DATA PROVIDED:
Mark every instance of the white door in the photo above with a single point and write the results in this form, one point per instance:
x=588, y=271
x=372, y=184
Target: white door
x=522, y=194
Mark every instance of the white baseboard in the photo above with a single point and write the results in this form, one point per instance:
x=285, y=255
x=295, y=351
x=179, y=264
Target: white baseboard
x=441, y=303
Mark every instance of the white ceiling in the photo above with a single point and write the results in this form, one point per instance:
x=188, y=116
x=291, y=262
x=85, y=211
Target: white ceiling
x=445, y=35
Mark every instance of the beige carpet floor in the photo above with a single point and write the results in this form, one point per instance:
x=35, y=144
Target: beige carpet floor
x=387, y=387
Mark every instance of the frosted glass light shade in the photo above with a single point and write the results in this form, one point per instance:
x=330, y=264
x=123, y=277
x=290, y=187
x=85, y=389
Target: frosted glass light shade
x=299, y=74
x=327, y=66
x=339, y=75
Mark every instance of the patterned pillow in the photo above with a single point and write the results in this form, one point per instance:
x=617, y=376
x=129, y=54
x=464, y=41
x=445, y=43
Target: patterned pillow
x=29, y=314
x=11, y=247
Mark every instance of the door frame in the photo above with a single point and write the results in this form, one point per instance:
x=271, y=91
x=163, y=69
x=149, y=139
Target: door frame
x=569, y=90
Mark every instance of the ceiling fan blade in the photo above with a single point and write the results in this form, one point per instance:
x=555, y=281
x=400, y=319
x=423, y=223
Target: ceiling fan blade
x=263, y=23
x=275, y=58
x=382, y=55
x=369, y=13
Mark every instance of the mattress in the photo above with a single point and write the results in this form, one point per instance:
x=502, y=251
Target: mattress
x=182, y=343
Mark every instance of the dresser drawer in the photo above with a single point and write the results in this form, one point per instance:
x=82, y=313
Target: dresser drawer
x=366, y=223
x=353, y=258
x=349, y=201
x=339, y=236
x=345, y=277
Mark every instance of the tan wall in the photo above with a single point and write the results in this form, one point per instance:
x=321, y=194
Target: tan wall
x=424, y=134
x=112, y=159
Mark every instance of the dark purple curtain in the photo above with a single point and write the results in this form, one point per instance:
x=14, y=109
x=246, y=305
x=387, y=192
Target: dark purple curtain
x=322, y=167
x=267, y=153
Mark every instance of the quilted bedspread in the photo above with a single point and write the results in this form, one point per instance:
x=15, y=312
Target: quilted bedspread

DIRECTIONS FOR THIS TASK: Please, from the entries above, set down exactly the lines from the one containing "x=372, y=184" through the one containing "x=35, y=144", and only those.

YOUR SOLUTION:
x=372, y=184
Target: white door
x=522, y=194
Mark every instance of the white baseboard in the photo above with a single point and write the results in this form, one point per instance:
x=285, y=255
x=295, y=351
x=179, y=264
Target: white baseboard
x=441, y=303
Mark every instance of the white ceiling in the photo above with a single point and write the results in this form, one point per instance:
x=188, y=116
x=291, y=262
x=85, y=211
Target: white ceiling
x=445, y=35
Mark every instance of the beige carpet floor in the photo above with a single point and write the results in this form, one point per instance:
x=35, y=144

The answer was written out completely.